Task statement:
An exact copy of every record, with no pictures, please.

Provided information:
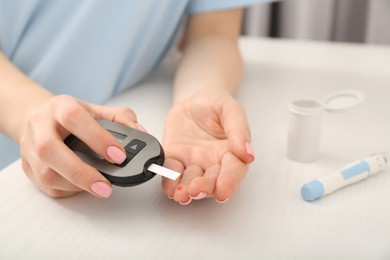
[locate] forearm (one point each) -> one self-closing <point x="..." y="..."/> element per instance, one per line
<point x="18" y="95"/>
<point x="211" y="57"/>
<point x="208" y="63"/>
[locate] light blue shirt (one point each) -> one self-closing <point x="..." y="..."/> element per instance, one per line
<point x="92" y="49"/>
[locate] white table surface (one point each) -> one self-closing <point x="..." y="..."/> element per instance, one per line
<point x="266" y="219"/>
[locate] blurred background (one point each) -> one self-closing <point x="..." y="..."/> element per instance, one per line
<point x="357" y="21"/>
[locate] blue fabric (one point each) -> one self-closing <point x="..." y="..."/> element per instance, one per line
<point x="92" y="49"/>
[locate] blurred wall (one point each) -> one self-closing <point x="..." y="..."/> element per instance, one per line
<point x="365" y="21"/>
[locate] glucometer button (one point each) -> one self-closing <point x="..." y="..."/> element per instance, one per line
<point x="129" y="156"/>
<point x="135" y="146"/>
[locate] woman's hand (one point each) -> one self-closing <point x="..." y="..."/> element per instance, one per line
<point x="207" y="139"/>
<point x="55" y="168"/>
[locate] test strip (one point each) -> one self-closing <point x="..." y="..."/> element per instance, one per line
<point x="165" y="172"/>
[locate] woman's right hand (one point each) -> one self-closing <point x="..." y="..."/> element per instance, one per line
<point x="54" y="167"/>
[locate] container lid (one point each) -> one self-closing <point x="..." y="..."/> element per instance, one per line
<point x="343" y="100"/>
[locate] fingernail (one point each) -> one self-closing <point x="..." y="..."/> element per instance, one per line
<point x="249" y="149"/>
<point x="116" y="154"/>
<point x="186" y="203"/>
<point x="102" y="189"/>
<point x="141" y="128"/>
<point x="221" y="201"/>
<point x="200" y="196"/>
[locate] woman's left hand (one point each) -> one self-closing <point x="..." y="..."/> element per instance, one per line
<point x="207" y="139"/>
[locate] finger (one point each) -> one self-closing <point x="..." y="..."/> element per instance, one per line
<point x="50" y="179"/>
<point x="237" y="129"/>
<point x="52" y="192"/>
<point x="202" y="187"/>
<point x="124" y="116"/>
<point x="78" y="121"/>
<point x="169" y="186"/>
<point x="57" y="156"/>
<point x="181" y="193"/>
<point x="233" y="170"/>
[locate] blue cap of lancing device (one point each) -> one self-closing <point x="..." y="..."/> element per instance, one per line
<point x="312" y="190"/>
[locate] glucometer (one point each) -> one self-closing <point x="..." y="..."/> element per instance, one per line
<point x="144" y="156"/>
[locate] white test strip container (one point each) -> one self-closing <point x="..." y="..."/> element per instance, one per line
<point x="305" y="127"/>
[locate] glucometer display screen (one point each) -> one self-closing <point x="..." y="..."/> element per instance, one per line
<point x="118" y="136"/>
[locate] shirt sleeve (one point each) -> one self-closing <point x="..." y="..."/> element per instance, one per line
<point x="198" y="6"/>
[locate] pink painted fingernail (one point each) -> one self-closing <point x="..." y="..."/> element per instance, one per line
<point x="200" y="196"/>
<point x="186" y="203"/>
<point x="221" y="201"/>
<point x="116" y="154"/>
<point x="141" y="128"/>
<point x="102" y="189"/>
<point x="249" y="149"/>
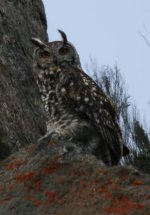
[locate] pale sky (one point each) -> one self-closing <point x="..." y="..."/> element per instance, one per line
<point x="108" y="31"/>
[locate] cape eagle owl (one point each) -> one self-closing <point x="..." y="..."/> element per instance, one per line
<point x="75" y="106"/>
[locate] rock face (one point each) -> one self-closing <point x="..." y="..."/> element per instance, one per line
<point x="45" y="179"/>
<point x="21" y="117"/>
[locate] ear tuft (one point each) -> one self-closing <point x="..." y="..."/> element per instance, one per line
<point x="38" y="42"/>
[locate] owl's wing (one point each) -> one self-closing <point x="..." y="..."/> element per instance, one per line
<point x="83" y="95"/>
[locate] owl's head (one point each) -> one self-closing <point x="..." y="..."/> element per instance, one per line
<point x="55" y="53"/>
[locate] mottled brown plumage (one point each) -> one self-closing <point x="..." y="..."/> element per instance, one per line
<point x="75" y="106"/>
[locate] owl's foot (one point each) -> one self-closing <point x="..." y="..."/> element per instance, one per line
<point x="48" y="137"/>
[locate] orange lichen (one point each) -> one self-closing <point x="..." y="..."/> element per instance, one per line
<point x="122" y="206"/>
<point x="33" y="200"/>
<point x="52" y="167"/>
<point x="15" y="164"/>
<point x="51" y="196"/>
<point x="137" y="182"/>
<point x="24" y="177"/>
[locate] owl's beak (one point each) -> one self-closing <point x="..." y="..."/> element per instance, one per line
<point x="64" y="37"/>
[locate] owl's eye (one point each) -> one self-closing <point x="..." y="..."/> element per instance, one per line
<point x="44" y="54"/>
<point x="63" y="50"/>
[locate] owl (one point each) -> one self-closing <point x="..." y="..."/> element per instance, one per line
<point x="75" y="106"/>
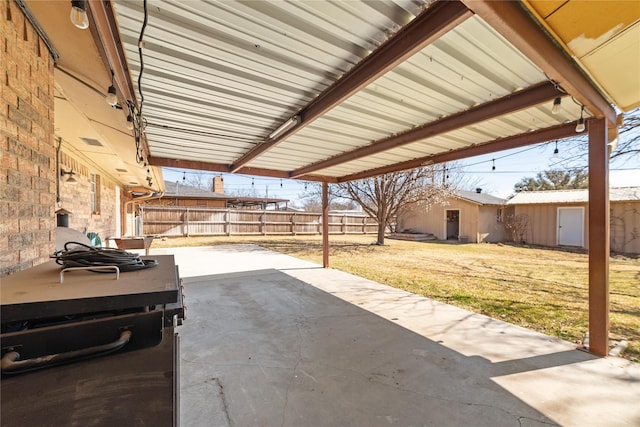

Solution to the exercise:
[locate] forearm (one point each) -> one self-closing <point x="..." y="..."/> element per instance, one per line
<point x="18" y="95"/>
<point x="211" y="57"/>
<point x="208" y="63"/>
[locate] light blue shirt (one point each) -> one self-closing <point x="..." y="..."/> element per instance, one per line
<point x="92" y="49"/>
[locate] white table surface (one point each) -> one self-closing <point x="..." y="..."/> element per instance, one per line
<point x="266" y="219"/>
[locate] blurred background (one point each) -> one self-closing <point x="..." y="..."/> element per instance, one per line
<point x="357" y="21"/>
[locate] blue fabric (one point each) -> one self-closing <point x="..." y="..."/> element per instance, one per line
<point x="92" y="49"/>
[locate] blurred wall (one point each) -> one self-closing <point x="..." y="..."/> element per instance, one per line
<point x="365" y="21"/>
[locate] glucometer button (one point each) -> one self-closing <point x="..." y="..."/> element per instance, one per line
<point x="129" y="156"/>
<point x="135" y="146"/>
[locate] woman's hand (one point each) -> one self-closing <point x="..." y="..."/> element per instance, one per line
<point x="207" y="139"/>
<point x="55" y="168"/>
[locate] test strip (one point each) -> one self-closing <point x="..." y="..."/> element per instance, one per line
<point x="165" y="172"/>
[locate] woman's right hand (one point each) -> one self-closing <point x="..." y="..."/> element per instance, one per line
<point x="54" y="167"/>
[locate] container lid (one point each) -> one self-closing <point x="..." y="..."/> element per instance, one per line
<point x="343" y="100"/>
[locate] fingernail (one point each) -> one self-closing <point x="..." y="..."/> element per instance, one per line
<point x="249" y="149"/>
<point x="116" y="154"/>
<point x="186" y="203"/>
<point x="102" y="189"/>
<point x="141" y="128"/>
<point x="221" y="201"/>
<point x="200" y="196"/>
[locate] woman's left hand (one point each) -> one self-closing <point x="..." y="..."/> element per instance, one per line
<point x="207" y="139"/>
[locate] finger (one point each) -> one self-closing <point x="..." y="..."/> element per instance, one per line
<point x="50" y="179"/>
<point x="237" y="129"/>
<point x="52" y="192"/>
<point x="202" y="187"/>
<point x="124" y="116"/>
<point x="78" y="121"/>
<point x="169" y="186"/>
<point x="57" y="156"/>
<point x="181" y="193"/>
<point x="233" y="170"/>
[locate] blue cap of lancing device (one point each) -> one self-closing <point x="..." y="..."/> element per instance, one per line
<point x="312" y="190"/>
[locate] glucometer (one point each) -> one self-closing <point x="..." y="..."/> element per instance, one per line
<point x="144" y="156"/>
[locate] white test strip container (one point each) -> one self-closing <point x="..." y="..."/> element per instance, one per line
<point x="305" y="127"/>
[locate] glucometer display screen (one point each) -> one self-closing <point x="..." y="..."/> element per instance, one per line
<point x="118" y="136"/>
[locate] shirt sleeve (one point each) -> one self-closing <point x="..." y="..."/> element per instance, one per line
<point x="198" y="6"/>
[locate] pink painted fingernail (one point each) -> one self-closing <point x="..." y="..."/> element per instance, one per line
<point x="200" y="196"/>
<point x="186" y="203"/>
<point x="221" y="201"/>
<point x="116" y="154"/>
<point x="141" y="128"/>
<point x="102" y="189"/>
<point x="249" y="149"/>
[locate] pale sky (one point each) -> one self-closing <point x="..." y="..."/> element per instance, one per line
<point x="108" y="31"/>
[locate] cape eagle owl (one point each) -> one self-closing <point x="..." y="..."/> element per instance, one per line
<point x="75" y="106"/>
[locate] rock face (one point each) -> one self-closing <point x="..." y="..."/> element per instance, one per line
<point x="45" y="179"/>
<point x="21" y="117"/>
[locate] ear tuft (one point each) -> one self-closing <point x="..." y="..."/> element per instance, one per line
<point x="38" y="42"/>
[locate] owl's wing (one point each) -> one self-closing <point x="..." y="..."/> element per instance, one per line
<point x="83" y="95"/>
[locate] owl's head (one point each) -> one self-closing <point x="..." y="..."/> element per instance, one per line
<point x="55" y="53"/>
[locate] mottled brown plumage (one point each) -> one self-closing <point x="..." y="..."/> element per instance, one per line
<point x="75" y="106"/>
[locate] owl's foot (one point each) -> one self-closing <point x="..." y="..."/> element per instance, one per line
<point x="48" y="137"/>
[locate] orange lichen (one point each) -> one self-closing <point x="..." y="..."/> element per instance, one per line
<point x="122" y="206"/>
<point x="33" y="200"/>
<point x="52" y="167"/>
<point x="15" y="164"/>
<point x="51" y="196"/>
<point x="137" y="182"/>
<point x="24" y="177"/>
[locate] owl's beak (one point each) -> one self-closing <point x="..." y="..."/> element per instance, one per line
<point x="64" y="37"/>
[locate] owl's eye (one point each) -> one self-closing <point x="..." y="..."/> element per instance, one per line
<point x="44" y="54"/>
<point x="63" y="50"/>
[locate] owl (one point each) -> one self-closing <point x="..." y="..."/> element per instance, one per line
<point x="75" y="106"/>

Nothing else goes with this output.